Instructions for the task>
Once you have read the listing, print all of it word for word.
***** Given entries *****
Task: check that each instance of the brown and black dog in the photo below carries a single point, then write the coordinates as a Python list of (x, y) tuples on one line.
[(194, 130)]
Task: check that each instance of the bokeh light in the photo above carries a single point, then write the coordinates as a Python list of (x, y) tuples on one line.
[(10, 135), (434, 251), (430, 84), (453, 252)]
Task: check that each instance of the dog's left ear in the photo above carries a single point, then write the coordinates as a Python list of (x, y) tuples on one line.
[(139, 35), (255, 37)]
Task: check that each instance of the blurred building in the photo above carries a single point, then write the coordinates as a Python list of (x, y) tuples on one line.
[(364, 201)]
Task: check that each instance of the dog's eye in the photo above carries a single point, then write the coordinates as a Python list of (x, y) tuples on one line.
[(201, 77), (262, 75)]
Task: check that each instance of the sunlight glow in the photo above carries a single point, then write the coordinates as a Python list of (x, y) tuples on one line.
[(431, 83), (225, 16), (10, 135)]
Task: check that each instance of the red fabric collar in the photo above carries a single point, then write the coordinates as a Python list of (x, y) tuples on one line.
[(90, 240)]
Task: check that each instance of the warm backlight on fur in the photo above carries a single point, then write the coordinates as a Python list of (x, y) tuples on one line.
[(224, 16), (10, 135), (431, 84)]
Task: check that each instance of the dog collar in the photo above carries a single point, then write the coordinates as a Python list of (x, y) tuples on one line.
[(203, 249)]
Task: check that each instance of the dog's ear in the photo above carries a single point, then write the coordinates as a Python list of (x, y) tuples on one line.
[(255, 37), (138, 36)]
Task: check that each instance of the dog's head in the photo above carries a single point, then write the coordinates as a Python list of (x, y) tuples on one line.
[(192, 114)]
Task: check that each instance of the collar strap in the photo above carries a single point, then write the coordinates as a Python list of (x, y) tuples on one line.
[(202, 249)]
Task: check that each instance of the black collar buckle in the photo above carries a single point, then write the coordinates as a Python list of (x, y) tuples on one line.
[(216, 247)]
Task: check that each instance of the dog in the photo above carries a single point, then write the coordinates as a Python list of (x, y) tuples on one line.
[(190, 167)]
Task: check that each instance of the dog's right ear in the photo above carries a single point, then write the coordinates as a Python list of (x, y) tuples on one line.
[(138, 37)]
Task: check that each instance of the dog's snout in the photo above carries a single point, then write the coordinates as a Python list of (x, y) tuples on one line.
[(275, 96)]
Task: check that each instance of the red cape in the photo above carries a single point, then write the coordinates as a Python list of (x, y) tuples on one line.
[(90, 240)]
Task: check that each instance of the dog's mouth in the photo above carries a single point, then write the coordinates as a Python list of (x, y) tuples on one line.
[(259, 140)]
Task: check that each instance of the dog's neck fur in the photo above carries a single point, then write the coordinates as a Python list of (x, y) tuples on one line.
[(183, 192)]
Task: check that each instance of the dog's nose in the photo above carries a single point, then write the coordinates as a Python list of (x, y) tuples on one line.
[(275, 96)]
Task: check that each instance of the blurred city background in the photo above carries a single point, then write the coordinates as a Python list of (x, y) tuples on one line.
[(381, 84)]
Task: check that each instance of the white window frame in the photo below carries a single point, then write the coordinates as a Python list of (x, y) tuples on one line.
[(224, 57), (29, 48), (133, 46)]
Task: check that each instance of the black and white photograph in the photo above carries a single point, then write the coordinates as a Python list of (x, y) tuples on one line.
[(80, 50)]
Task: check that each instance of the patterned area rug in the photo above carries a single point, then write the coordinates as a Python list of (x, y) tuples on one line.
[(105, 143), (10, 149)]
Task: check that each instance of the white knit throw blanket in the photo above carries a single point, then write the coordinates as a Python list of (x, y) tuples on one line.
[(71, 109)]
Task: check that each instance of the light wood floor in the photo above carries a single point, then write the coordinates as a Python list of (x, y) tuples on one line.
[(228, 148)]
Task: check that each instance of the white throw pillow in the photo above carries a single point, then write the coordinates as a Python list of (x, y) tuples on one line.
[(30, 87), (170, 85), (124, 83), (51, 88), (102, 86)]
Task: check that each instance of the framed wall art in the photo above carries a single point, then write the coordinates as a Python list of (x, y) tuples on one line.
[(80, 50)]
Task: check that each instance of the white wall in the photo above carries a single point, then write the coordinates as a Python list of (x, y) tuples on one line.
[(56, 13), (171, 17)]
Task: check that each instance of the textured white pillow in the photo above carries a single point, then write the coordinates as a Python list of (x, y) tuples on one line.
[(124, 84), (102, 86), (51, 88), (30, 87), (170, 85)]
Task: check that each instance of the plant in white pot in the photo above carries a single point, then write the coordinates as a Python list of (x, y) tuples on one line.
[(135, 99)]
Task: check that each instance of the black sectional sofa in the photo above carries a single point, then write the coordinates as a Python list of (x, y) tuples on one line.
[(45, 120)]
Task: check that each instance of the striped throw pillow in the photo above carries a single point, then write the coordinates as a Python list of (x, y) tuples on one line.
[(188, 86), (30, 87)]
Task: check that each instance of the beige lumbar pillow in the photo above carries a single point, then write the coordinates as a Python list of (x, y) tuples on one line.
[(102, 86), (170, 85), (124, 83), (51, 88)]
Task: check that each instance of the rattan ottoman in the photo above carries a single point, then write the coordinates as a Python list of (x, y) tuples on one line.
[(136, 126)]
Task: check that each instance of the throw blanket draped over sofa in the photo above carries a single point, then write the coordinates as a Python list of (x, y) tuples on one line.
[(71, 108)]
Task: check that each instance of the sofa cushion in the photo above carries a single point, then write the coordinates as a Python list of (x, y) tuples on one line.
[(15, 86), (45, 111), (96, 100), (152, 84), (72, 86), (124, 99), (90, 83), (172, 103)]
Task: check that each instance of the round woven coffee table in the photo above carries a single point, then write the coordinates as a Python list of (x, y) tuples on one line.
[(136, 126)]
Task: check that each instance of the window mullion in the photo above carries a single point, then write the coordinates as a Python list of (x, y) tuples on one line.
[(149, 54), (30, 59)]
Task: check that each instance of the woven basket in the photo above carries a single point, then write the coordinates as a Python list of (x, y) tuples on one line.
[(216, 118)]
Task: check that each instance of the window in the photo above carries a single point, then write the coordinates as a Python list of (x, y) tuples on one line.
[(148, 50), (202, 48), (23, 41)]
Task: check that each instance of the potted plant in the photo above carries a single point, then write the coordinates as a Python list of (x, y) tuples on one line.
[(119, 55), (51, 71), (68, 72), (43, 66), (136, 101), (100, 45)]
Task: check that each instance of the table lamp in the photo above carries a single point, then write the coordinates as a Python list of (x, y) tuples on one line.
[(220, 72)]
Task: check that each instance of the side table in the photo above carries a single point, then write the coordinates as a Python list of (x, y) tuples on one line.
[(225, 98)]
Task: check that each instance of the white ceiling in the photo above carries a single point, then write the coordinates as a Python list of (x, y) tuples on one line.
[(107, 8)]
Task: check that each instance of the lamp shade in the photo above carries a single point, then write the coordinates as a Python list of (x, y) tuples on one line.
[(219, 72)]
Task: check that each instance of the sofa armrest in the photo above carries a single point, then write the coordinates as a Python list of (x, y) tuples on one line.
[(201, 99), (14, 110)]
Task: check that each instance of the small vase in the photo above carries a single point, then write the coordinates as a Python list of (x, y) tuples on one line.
*****
Written answer>
Task: check that each instance of the brown and black dog in the photo below carries a single point, then write the coordinates as a Python list of (x, y) tuples on one line.
[(194, 130)]
Task: check that each instance of the bokeh light in the photo above carries a single point, then write the coordinates as a Python list of (x, y) tuples on one line.
[(10, 135), (434, 251), (430, 84), (453, 252)]
Task: check that each instance of the dog's left ear in the photo above carries a single point, then write the coordinates as a Python list of (x, y) tuples on one line.
[(139, 35), (255, 37)]
Task: check that each instance of the blurred building in the photo above carries a single point, then write the coordinates as a Python list of (x, y) tuples on one line.
[(364, 201)]
Task: check that each instance of the dog's eye in the photo above carries a single point, then write the coordinates as a Python list of (x, y) tuples on one line.
[(201, 77), (262, 75)]
Task: check that each instance of the sunlight glow in the photo above carries a single point, then write the coordinates as a Python list of (x, y) tuples on one line.
[(431, 83), (225, 16), (10, 135)]
Task: check that each instance of the red fabric collar in the photo above carries a single point, then write the coordinates as a Python list of (x, y) tuples on one line.
[(90, 240)]
Task: check that each instance of the warm backlight on fur in the photo above carries a single point, then write the coordinates as a Python list of (x, y) tuples on one line.
[(224, 16), (10, 135), (431, 84)]
Task: check that each instance of the dog collar in the photo above carries a single point, then write the coordinates as a Python list of (x, y) tuples on one line.
[(203, 249)]
Task: check that each instance of the dog's ear in the photo above carries a single point, then write the coordinates as a Python list of (x, y) tuples on one line.
[(255, 37), (138, 36)]
Task: check that each instance of the dog's head in the photo above carries a single point, then write the coordinates as a Python list of (x, y) tuples on one line.
[(192, 114)]
Task: check that each instance of the collar strap in the photo above carries a single point, then write the coordinates as a Python list of (x, y) tuples on one line.
[(202, 249)]
Task: check that each instance of the black collar buckle in the photo above carries a single point, then write the coordinates as a Python list of (x, y) tuples on one line.
[(216, 247)]
Task: check that each instance of the dog in the photo above carries a single point, then write the coordinates as a Python list of (x, y) tuples on one line.
[(190, 167)]
Task: check that each instance of the dog's right ear in the photo above carries a single point, then write the coordinates as a Python list of (x, y) tuples on one line.
[(138, 37)]
Task: check that each instance of the dog's snout in the photo above carries a single point, then write the coordinates as a Python list of (x, y) tuples on one line.
[(275, 96)]
Task: check that each instance of the red cape in the photo above carries a single point, then write the coordinates as a Python list of (x, y) tuples on one line.
[(90, 240)]
Task: check that each instance of the dog's mouth in the photo above carries a single point, then write the coordinates as a Python list of (x, y) tuples on one line.
[(259, 140)]
Task: check that each instance of the dog's neck fur in the photo above carries a single point, then write the coordinates as a Python list of (x, y) tuples on one line.
[(183, 192)]
Task: check that each instance of the dog's nose in the photo above carries a single point, then write the coordinates as a Python list of (x, y) tuples on one line.
[(275, 96)]
Task: check that each instance of the blurred city background in the photo above carries a single point, then write the coordinates as a Python list of (x, y) tuples on one line.
[(381, 84)]
Task: check that each instance of the white window frame in the photo below carries a single point, then write the coordinates as a Python list of (x, y) tuples on one line.
[(224, 57), (29, 48), (133, 46)]
Task: check that each instance of the black and white photograph in the photo above carries a single point, then write the coordinates as a Python list of (x, y) tuples on one line.
[(80, 50)]
Task: check that each instance of the patterned area rug in the photo above carries a single point, then write the coordinates as a Python list of (x, y) tuples on one line.
[(105, 143), (10, 149)]
Task: check that each instance of the white knit throw blanket in the photo above carries a single point, then write the coordinates as a Python list of (x, y) tuples on one line.
[(71, 109)]
Task: check that each instance of the light wood floor in the photo above carries a single point, then write the coordinates as a Python list of (x, y) tuples on one line.
[(228, 148)]
Task: check that each instance of the white throw pillow in the photo above carries a single point, then write the coordinates as a Python list of (x, y) tuples on one line.
[(30, 87), (170, 85), (124, 83), (51, 88), (102, 86)]
Task: check that each instance of the framed wall art in the photo above carries a single point, then write the coordinates as a Python list of (x, y) tuples on one line.
[(80, 50)]
Task: check that each instance of the white wall in the photo above carries a single point, then write the coordinates as a Python list of (x, y) tuples on one line.
[(56, 13), (171, 17)]
Task: check that each instance of the textured white pillow in the photo above carries a single point, then write the coordinates as a Python list of (x, y) tuples on one line.
[(124, 84), (102, 86), (51, 88), (30, 87), (170, 85)]
Task: check that each instance of the plant in white pot in the photo above carries a single point, then write the coordinates as a Python list of (x, y) tuples on one line.
[(135, 99)]
Task: check that each instance of the black sectional sofa in the photo above carries a single point, then write the coordinates as a Python list of (x, y) tuples on one line.
[(45, 120)]
Task: check that each instance of the striped throw pillow in the photo above carries a single point, then write the coordinates as a Python list of (x, y) tuples on one line.
[(188, 86), (30, 87)]
Task: check that each instance of the beige lumbar pillow in the photo above carries a single point, then write the coordinates as a Python list of (x, y) tuples on one line.
[(102, 86), (170, 85), (124, 83), (51, 88)]
Task: check that each instance of the rattan ottoman in the photo above carries a single point, then write the coordinates as a Python list of (x, y) tuples on one line.
[(136, 126)]
Task: check that each instance of the throw blanket draped over sofa in the photo above carries a single point, then write the coordinates as a Python list of (x, y) tuples on one line.
[(71, 108)]
Task: check that each instance of the sofa cushion in the photo above carries a single point, then write the coordinates as a Python list of (x, y) tuples on one line.
[(15, 86), (45, 111), (96, 100), (152, 84), (72, 86), (124, 99), (90, 83), (172, 103)]
Task: check that each instance of the round woven coffee table in the photo above carries a single point, then write the coordinates as a Python list of (x, y) tuples on one line.
[(136, 126)]
Task: check that each instance of the window mullion in the photo above carries a single point, then write the coordinates as a Python list of (x, y) tuples on one line.
[(149, 54), (30, 59)]
Task: check that each instance of the woven basket in the photo above carries a single point, then write the coordinates as a Python list of (x, y) tuples on one line.
[(216, 118)]
Task: check that each instance of the window in the photo above carries a single point, then write the coordinates as a Python list of (x, y) tuples on one line.
[(148, 50), (202, 48), (23, 41)]
Task: check that each instance of the potted plant in the photo above carries a single point, then write the coordinates as a Python list of (x, y) tuples on one line.
[(119, 55), (51, 71), (68, 72), (43, 66), (136, 101), (100, 45)]
Task: check that each instance of the table lamp in the photo above carries a single point, then write the coordinates as a Python list of (x, y) tuples on one line.
[(220, 72)]
Task: check that each instance of the side table in the photo above carries a single point, then write the coordinates as a Python list of (x, y) tuples on one line.
[(225, 98)]
Task: check that each instance of the white ceiling in the photo above carries a single point, then write the coordinates as a Python list of (x, y) tuples on one line.
[(107, 8)]
Task: check that each instance of the lamp shade in the photo above carries a single point, then write the coordinates as a Python list of (x, y) tuples on one line.
[(219, 72)]
Task: check that each instance of the sofa armrest in the photo above carries a single point, then write the coordinates as a Python list of (x, y) tuples on one line.
[(201, 99), (14, 110)]
Task: check that each instance of the small vase in the photo above carries a single point, then write the coordinates as a Python list of (x, y) tuples on one line.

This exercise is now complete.